→ **EXTRACT**
= = =
Table III.
Performance assessment of all selected models on unforeseen test data.
| Variable | Neural network | Gradient boosting | LASSO | Ridge | Elastic net | Random forest | Logistic regression | Pre-surgery PROM scores |
|---|---|---|---|---|---|---|---|---|
| Knee arthroplasty | ||||||||
| EQ-5D-5L (n = 288) AUC (95% CI) | 0.76 (0.7 to 0.81) | 0.79 (0.74 to 0.84) | 0.75 (0.69 to 0.8) | 0.75 (0.69 to 0.81) | 0.76 (0.7 to 0.81) | 0.80 (0.74 to 0.85)* | 0.74 (0.68 to 0.8) | 0.76 (0.7 to 0.81) |
| EQ-VAS (n = 307), AUC (95% CI) | 0.73 (0.67 to 0.78) | 0.74 (0.69 to 0.8) | 0.76 (0.71 to 0.82) | 0.76 (0.7 to 0.81) | 0.76 (0.71 to 0.82)* | 0.73 (0.68 to 0.79) | 0.76 (0.7 to 0.81) | 0.75 (0.7 to 0.81) |
| KOOS-PS (n = 309), AUC (95% CI) | 0.68 (0.62 to 0.75) | 0.71 (0.64 to 0.77) | 0.75 (0.69 to 0.81) | 0.73 (0.67 to 0.79) | 0.76 (0.7 to 0.82)* | 0.69 (0.63 to 0.76) | 0.76 (0.7 to 0.81) | 0.74 (0.68 to 0.8) |
| Hip arthroplasty | ||||||||
| EQ-5D-5L (n = 290), AUC (95% CI) | 0.8 (0.75 to 0.86) | 0.81 (0.76 to 0.86)* | 0.81 (0.76 to 0.86) | 0.8 (0.75 to 0.85) | 0.81 (0.76 to 0.86) | 0.81 (0.75 to 0.86) | 0.81 (0.76 to 0.86) | 0.79 (0.73 to 0.84) |
| EQ-VAS (n = 364), AUC (95% CI) | 0.82 (0.78 to 0.86) | 0.83 (0.79 to 0.87) | 0.84 (0.8 to 0.88)* | 0.84 (0.8 to 0.88) | 0.84 (0.8 to 0.88) | 0.84 (0.8 to 0.88) | 0.84 (0.8 to 0.88) | 0.8 (0.75 to 0.84) |
| HOOS-PS (n = 366), AUC (95% CI) | 0.71 (0.65 to 0.76) | 0.67 (0.62 to 0.72) | 0.66 (0.61 to 0.72) | 0.71 (0.66 to 0.76)* | 0.71 (0.65 to 0.76) | 0.64 (0.58 to 0.69) | 0.67 (0.61 to 0.72) | 0.58 (0.47 to 0.68) |
Best-performing model (sometimes identified using further decimal digits than those shown in the table).
= = =
→ **DATASET**
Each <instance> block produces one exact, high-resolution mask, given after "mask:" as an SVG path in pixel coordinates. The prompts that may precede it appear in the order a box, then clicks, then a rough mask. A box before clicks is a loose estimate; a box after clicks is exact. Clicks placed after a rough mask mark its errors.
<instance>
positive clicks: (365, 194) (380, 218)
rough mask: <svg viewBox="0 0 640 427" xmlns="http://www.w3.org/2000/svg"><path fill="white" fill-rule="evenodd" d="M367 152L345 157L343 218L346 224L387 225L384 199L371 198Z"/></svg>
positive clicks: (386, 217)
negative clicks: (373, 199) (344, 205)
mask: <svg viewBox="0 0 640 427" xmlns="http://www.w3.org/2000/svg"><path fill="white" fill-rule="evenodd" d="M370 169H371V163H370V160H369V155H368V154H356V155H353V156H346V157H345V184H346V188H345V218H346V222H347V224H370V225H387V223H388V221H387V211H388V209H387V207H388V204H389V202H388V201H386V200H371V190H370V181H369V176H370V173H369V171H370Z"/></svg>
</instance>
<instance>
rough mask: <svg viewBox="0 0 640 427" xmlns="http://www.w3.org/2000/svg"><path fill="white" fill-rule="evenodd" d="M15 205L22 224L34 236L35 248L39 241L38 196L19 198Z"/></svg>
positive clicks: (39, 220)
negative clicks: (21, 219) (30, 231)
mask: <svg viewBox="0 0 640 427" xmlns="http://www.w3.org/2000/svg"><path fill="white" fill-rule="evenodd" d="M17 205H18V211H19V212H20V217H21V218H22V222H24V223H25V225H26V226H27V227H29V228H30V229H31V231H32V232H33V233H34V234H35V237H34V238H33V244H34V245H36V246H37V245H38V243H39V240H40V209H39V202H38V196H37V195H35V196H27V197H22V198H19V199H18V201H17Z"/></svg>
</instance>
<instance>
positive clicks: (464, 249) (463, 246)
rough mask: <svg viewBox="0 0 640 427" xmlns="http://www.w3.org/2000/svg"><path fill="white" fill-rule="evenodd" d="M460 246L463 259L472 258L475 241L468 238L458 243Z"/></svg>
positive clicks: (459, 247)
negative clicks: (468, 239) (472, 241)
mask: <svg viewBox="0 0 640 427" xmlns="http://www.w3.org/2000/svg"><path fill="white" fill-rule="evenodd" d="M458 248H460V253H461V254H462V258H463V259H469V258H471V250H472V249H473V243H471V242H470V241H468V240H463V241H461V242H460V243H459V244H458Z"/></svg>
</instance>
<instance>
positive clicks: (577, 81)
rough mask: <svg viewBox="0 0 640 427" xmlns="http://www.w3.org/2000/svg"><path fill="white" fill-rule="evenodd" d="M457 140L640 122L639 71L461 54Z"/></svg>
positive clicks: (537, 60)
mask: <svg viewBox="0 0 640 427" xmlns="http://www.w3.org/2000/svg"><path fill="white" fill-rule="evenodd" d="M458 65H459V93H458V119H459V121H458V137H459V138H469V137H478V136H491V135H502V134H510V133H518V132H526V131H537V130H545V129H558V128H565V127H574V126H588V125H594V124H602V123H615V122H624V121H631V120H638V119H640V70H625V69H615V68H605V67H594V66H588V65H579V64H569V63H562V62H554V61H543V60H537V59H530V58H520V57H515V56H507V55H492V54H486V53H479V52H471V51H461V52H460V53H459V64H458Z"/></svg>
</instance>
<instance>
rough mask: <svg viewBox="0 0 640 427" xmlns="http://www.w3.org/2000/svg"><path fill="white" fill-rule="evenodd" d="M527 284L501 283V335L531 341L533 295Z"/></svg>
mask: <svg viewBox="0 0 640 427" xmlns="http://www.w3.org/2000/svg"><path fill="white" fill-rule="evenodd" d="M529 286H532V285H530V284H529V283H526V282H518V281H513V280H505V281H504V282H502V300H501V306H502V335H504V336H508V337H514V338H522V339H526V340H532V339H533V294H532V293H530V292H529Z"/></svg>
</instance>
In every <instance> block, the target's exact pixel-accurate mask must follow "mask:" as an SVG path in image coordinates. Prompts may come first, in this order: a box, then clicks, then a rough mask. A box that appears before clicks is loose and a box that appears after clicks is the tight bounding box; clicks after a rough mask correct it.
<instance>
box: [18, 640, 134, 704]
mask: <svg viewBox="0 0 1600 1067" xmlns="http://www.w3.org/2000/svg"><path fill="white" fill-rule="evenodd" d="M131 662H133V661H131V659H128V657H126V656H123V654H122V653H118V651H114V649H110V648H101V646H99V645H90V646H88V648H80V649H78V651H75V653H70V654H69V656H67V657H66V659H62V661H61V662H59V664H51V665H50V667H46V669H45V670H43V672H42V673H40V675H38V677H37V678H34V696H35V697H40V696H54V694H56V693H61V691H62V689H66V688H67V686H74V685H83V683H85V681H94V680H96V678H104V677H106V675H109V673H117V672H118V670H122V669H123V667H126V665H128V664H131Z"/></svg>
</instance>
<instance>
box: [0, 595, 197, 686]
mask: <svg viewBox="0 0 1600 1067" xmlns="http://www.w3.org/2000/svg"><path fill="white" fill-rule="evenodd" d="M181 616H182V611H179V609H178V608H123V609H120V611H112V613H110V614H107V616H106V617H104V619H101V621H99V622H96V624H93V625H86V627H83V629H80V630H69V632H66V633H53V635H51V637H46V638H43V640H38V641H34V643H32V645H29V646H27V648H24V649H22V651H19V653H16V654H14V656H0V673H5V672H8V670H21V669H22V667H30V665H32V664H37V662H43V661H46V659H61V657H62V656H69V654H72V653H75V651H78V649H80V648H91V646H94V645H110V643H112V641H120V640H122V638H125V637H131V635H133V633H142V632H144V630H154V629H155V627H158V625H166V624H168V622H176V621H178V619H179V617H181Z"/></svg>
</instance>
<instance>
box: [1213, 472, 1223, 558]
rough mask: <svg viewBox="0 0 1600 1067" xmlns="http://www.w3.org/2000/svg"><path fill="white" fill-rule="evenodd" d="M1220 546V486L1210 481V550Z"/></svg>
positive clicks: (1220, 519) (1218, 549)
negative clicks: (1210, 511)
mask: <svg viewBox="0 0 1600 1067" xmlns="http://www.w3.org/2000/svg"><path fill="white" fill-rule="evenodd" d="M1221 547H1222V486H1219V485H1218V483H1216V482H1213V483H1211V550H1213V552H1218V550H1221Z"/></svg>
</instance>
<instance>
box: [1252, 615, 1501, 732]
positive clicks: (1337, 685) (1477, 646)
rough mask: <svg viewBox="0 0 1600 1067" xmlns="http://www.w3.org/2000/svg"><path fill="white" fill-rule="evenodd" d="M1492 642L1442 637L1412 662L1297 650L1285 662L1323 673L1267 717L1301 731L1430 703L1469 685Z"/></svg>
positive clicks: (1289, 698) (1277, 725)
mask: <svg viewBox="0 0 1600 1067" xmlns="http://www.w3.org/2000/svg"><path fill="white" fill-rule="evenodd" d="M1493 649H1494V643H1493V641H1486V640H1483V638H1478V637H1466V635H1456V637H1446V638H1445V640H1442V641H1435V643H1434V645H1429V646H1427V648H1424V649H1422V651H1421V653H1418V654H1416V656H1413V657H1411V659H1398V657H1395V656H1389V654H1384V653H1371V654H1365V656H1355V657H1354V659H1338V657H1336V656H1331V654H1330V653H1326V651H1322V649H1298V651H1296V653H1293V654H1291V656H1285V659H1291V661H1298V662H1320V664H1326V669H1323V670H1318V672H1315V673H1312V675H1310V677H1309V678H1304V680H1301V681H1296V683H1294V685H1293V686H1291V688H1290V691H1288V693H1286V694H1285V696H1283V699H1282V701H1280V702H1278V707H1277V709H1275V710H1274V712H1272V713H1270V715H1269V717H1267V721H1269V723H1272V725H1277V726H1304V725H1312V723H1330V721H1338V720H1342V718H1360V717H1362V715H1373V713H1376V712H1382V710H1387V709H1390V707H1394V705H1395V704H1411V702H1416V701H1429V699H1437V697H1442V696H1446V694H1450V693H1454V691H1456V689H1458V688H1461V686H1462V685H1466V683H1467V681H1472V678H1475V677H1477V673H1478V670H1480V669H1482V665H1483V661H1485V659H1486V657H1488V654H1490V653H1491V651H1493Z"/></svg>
= = =
→ **AIM OF THE TASK**
In the table, which model is marked as best-performing for KOOS-PS in knee arthroplasty?

→ **TASK OUTPUT**
Elastic net